◆ To do ◆
Give back each line of the data exactly.

◆ Available data ◆

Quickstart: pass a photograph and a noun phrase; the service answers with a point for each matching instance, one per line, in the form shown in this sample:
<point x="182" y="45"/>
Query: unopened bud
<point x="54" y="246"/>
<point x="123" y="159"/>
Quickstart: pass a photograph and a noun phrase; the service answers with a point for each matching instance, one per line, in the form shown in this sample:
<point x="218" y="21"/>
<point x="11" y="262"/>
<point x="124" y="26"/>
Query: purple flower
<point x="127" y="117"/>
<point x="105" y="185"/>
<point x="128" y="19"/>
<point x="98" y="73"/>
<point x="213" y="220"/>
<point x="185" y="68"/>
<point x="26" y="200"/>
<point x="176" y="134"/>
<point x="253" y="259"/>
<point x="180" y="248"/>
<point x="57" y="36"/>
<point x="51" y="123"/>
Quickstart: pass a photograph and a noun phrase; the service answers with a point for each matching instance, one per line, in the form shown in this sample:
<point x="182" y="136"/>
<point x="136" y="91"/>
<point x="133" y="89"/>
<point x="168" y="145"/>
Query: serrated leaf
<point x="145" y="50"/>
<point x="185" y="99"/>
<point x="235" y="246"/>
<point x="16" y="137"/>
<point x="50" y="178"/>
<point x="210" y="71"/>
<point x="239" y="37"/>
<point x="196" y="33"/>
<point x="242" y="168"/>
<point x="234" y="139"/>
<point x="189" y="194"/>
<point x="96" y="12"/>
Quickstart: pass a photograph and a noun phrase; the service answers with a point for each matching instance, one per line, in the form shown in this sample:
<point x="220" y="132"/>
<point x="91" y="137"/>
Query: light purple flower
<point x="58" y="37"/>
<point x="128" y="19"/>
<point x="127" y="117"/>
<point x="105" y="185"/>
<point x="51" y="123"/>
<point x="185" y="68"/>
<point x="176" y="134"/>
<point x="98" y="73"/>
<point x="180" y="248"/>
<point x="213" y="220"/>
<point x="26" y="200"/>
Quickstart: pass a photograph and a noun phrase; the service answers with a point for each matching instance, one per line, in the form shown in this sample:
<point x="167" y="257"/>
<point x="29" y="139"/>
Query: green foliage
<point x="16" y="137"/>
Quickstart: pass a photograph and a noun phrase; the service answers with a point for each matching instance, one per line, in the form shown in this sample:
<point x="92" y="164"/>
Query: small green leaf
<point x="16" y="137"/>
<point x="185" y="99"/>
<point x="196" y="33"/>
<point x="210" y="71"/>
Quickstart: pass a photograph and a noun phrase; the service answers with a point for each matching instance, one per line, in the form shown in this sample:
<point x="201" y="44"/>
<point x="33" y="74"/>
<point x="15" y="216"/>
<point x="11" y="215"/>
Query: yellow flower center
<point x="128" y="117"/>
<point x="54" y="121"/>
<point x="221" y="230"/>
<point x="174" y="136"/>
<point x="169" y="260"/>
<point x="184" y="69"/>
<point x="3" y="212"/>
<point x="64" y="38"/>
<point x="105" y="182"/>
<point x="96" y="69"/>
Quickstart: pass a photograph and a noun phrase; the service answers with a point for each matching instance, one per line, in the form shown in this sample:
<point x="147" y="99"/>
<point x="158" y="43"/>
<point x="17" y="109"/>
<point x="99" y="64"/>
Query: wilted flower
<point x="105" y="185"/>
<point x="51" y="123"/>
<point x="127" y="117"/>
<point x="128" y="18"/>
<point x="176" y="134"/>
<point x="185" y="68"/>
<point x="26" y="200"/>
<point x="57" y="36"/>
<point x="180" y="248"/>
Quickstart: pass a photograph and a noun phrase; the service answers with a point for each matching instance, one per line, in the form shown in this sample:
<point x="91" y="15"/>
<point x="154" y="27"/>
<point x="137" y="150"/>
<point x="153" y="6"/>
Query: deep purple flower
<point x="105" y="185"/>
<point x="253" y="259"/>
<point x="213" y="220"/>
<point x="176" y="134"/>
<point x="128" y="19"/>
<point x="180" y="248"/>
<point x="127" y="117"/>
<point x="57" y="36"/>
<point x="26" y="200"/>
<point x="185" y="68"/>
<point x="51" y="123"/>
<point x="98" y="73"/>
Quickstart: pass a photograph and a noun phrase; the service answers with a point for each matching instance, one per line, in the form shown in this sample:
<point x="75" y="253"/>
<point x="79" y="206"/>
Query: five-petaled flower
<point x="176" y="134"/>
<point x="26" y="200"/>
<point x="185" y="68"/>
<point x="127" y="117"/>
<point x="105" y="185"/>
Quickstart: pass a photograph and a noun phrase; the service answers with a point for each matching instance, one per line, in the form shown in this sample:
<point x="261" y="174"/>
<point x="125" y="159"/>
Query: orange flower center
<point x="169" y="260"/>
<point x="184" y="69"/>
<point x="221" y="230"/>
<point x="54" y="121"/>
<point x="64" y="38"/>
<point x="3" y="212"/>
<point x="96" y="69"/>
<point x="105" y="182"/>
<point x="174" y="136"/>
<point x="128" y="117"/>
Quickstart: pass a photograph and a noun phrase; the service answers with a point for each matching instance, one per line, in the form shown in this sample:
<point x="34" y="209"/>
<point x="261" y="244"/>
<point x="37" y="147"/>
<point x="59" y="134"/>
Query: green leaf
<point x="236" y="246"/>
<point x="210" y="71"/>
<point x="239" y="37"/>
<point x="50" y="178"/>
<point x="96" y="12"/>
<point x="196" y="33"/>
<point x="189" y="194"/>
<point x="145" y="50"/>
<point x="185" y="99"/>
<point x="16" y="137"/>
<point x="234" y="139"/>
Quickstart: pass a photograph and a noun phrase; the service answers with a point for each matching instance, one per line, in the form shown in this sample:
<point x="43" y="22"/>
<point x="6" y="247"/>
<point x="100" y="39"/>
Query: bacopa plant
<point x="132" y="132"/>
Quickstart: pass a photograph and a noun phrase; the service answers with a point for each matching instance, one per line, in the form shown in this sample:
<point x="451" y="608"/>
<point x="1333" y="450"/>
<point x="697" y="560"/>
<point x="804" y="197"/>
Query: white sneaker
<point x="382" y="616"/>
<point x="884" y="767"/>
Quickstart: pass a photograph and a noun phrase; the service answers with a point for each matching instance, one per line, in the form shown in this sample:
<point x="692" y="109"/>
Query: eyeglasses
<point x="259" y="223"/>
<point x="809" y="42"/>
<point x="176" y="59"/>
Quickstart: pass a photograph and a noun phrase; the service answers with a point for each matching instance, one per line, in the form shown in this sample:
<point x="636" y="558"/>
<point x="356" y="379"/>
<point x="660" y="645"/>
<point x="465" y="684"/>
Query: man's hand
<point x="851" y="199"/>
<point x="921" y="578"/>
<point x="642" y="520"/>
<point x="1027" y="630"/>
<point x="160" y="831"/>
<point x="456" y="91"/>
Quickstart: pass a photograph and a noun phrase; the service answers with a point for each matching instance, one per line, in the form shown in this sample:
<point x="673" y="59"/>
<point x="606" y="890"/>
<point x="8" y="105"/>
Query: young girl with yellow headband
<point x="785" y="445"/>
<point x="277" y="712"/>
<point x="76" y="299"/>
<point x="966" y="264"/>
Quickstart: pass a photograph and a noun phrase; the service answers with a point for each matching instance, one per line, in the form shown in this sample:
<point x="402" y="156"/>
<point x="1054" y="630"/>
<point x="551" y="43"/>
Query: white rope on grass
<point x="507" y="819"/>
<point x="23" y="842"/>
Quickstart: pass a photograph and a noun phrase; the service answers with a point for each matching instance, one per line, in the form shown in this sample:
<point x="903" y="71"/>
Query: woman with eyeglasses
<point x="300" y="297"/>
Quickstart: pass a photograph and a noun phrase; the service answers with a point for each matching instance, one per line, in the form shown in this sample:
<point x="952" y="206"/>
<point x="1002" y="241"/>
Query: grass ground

◆ Answer to the problem ◆
Quickstart: pass a photograph and a noun phrase; the service answers with a point for each matching instance, one per line, in the form shown in this sample:
<point x="182" y="45"/>
Query: unopened bud
<point x="54" y="246"/>
<point x="123" y="159"/>
Quickstart: pass a photograph and a noun phrase; the service answers with a point for each matching instance, one per line, in the form shown in this sample:
<point x="218" y="21"/>
<point x="11" y="262"/>
<point x="124" y="26"/>
Query: purple flower
<point x="127" y="117"/>
<point x="105" y="185"/>
<point x="128" y="19"/>
<point x="98" y="73"/>
<point x="213" y="220"/>
<point x="185" y="68"/>
<point x="26" y="200"/>
<point x="176" y="134"/>
<point x="253" y="259"/>
<point x="180" y="248"/>
<point x="57" y="36"/>
<point x="51" y="123"/>
Quickstart: pass a photograph and a noun phrase; the service answers with a point for each matching instance, one per line, in the form shown in this sample:
<point x="182" y="136"/>
<point x="136" y="91"/>
<point x="133" y="89"/>
<point x="168" y="145"/>
Query: serrated leaf
<point x="145" y="50"/>
<point x="185" y="99"/>
<point x="235" y="246"/>
<point x="16" y="137"/>
<point x="50" y="178"/>
<point x="210" y="71"/>
<point x="239" y="37"/>
<point x="196" y="33"/>
<point x="242" y="168"/>
<point x="234" y="139"/>
<point x="189" y="194"/>
<point x="96" y="12"/>
Quickstart: pass a photograph and a noun phrase; the service answers with a point for each matching instance, one per line, in the form shown in this sample:
<point x="220" y="132"/>
<point x="91" y="137"/>
Query: light purple flower
<point x="58" y="37"/>
<point x="128" y="19"/>
<point x="127" y="117"/>
<point x="105" y="185"/>
<point x="51" y="123"/>
<point x="185" y="68"/>
<point x="176" y="134"/>
<point x="98" y="73"/>
<point x="180" y="248"/>
<point x="213" y="220"/>
<point x="26" y="200"/>
Quickstart: pass a photograph and a noun phrase; the service answers with a point for each matching instance, one per line, in the form shown in this sample:
<point x="167" y="257"/>
<point x="29" y="139"/>
Query: green foliage
<point x="16" y="137"/>
Quickstart: pass a photograph and a noun phrase; the service answers with a point for each matching instance, one per line, in the form shown in this sample:
<point x="92" y="164"/>
Query: small green leaf
<point x="16" y="137"/>
<point x="185" y="99"/>
<point x="196" y="33"/>
<point x="210" y="71"/>
Quickstart: pass a photograph and a noun phrase; the service answers with a point for each matching instance, one per line, in the form shown in this sample:
<point x="201" y="44"/>
<point x="33" y="74"/>
<point x="15" y="216"/>
<point x="11" y="215"/>
Query: yellow flower center
<point x="128" y="117"/>
<point x="54" y="121"/>
<point x="221" y="230"/>
<point x="174" y="136"/>
<point x="169" y="260"/>
<point x="184" y="69"/>
<point x="3" y="212"/>
<point x="64" y="38"/>
<point x="105" y="182"/>
<point x="96" y="69"/>
Quickstart: pass a photograph and a noun phrase; the service answers with a point for each matching instance, one per line, in the form shown in this sample:
<point x="147" y="99"/>
<point x="158" y="43"/>
<point x="17" y="109"/>
<point x="99" y="64"/>
Query: wilted flower
<point x="105" y="185"/>
<point x="51" y="123"/>
<point x="127" y="117"/>
<point x="128" y="18"/>
<point x="176" y="134"/>
<point x="185" y="68"/>
<point x="26" y="200"/>
<point x="57" y="36"/>
<point x="180" y="248"/>
Quickstart: pass a photograph and a noun phrase; the service answers with a point for each matching instance, one per line, in the form shown in this sample:
<point x="91" y="15"/>
<point x="154" y="27"/>
<point x="137" y="150"/>
<point x="153" y="6"/>
Query: deep purple flower
<point x="105" y="185"/>
<point x="253" y="259"/>
<point x="213" y="220"/>
<point x="176" y="134"/>
<point x="128" y="19"/>
<point x="180" y="248"/>
<point x="127" y="117"/>
<point x="57" y="36"/>
<point x="26" y="200"/>
<point x="185" y="68"/>
<point x="51" y="123"/>
<point x="98" y="73"/>
Quickstart: pass a photograph and a noun phrase; the service answers with a point for each matching instance, one per line, in the form shown in this sample:
<point x="75" y="253"/>
<point x="79" y="206"/>
Query: five-petaled flower
<point x="176" y="134"/>
<point x="26" y="200"/>
<point x="185" y="68"/>
<point x="127" y="117"/>
<point x="105" y="185"/>
Quickstart: pass a photograph and a noun phrase; the service answers with a point for each matching instance, one per line, in the form shown in this sample:
<point x="261" y="174"/>
<point x="125" y="159"/>
Query: orange flower center
<point x="169" y="260"/>
<point x="184" y="69"/>
<point x="221" y="230"/>
<point x="54" y="121"/>
<point x="64" y="38"/>
<point x="3" y="212"/>
<point x="96" y="69"/>
<point x="105" y="182"/>
<point x="174" y="136"/>
<point x="128" y="117"/>
Quickstart: pass a photograph and a noun phrase; the service answers with a point for each matching instance, one per line, in the form shown in this sample:
<point x="34" y="209"/>
<point x="261" y="244"/>
<point x="37" y="147"/>
<point x="59" y="134"/>
Query: green leaf
<point x="236" y="246"/>
<point x="210" y="71"/>
<point x="239" y="37"/>
<point x="50" y="178"/>
<point x="96" y="12"/>
<point x="196" y="33"/>
<point x="189" y="194"/>
<point x="145" y="50"/>
<point x="185" y="99"/>
<point x="16" y="137"/>
<point x="234" y="139"/>
Quickstart: pass a photograph and a noun phrase; the service answers with a point for each matching instance, one per line, in the form shown in this sample:
<point x="43" y="22"/>
<point x="6" y="247"/>
<point x="100" y="39"/>
Query: bacopa plant
<point x="132" y="132"/>
Quickstart: pass a photograph and a noun phrase; the service answers with a point for each matching instance, one per line, in the form shown in this sample:
<point x="451" y="608"/>
<point x="1333" y="450"/>
<point x="697" y="560"/>
<point x="804" y="197"/>
Query: white sneaker
<point x="382" y="616"/>
<point x="884" y="767"/>
Quickstart: pass a photograph and a noun phrase; the service answers with a point for each matching instance, one per line, in the form shown in this sample:
<point x="692" y="109"/>
Query: eyeglasses
<point x="259" y="223"/>
<point x="809" y="42"/>
<point x="176" y="59"/>
Quickstart: pass a photograph and a noun phrase; the service answers with a point for each matching instance, one per line, in the form shown in this sample:
<point x="636" y="558"/>
<point x="356" y="379"/>
<point x="660" y="645"/>
<point x="465" y="684"/>
Query: man's hand
<point x="851" y="199"/>
<point x="921" y="578"/>
<point x="642" y="520"/>
<point x="1027" y="630"/>
<point x="160" y="831"/>
<point x="456" y="91"/>
Quickstart: pass a photograph and a noun phrase; the service answers with a point for each matching instance, one per line, in the form shown in this sample:
<point x="673" y="59"/>
<point x="606" y="890"/>
<point x="8" y="105"/>
Query: young girl with yellow headband
<point x="785" y="445"/>
<point x="277" y="712"/>
<point x="76" y="299"/>
<point x="966" y="264"/>
Quickstart: pass a photograph and a noun phrase; the service answers with a point for each matching instance, one per line, in the form shown in this sample:
<point x="402" y="156"/>
<point x="1054" y="630"/>
<point x="551" y="43"/>
Query: white rope on grass
<point x="507" y="819"/>
<point x="23" y="842"/>
Quickstart: pass a photograph and a noun phrase; the service answers with a point for each matching instance, one per line, in the form shown in this sample:
<point x="903" y="71"/>
Query: woman with eyeglasses
<point x="300" y="297"/>
Quickstart: pass a photograph and a noun phrase; the service answers with a point for each matching instance, one per line, in the form shown in this sample:
<point x="952" y="206"/>
<point x="1002" y="241"/>
Query: grass ground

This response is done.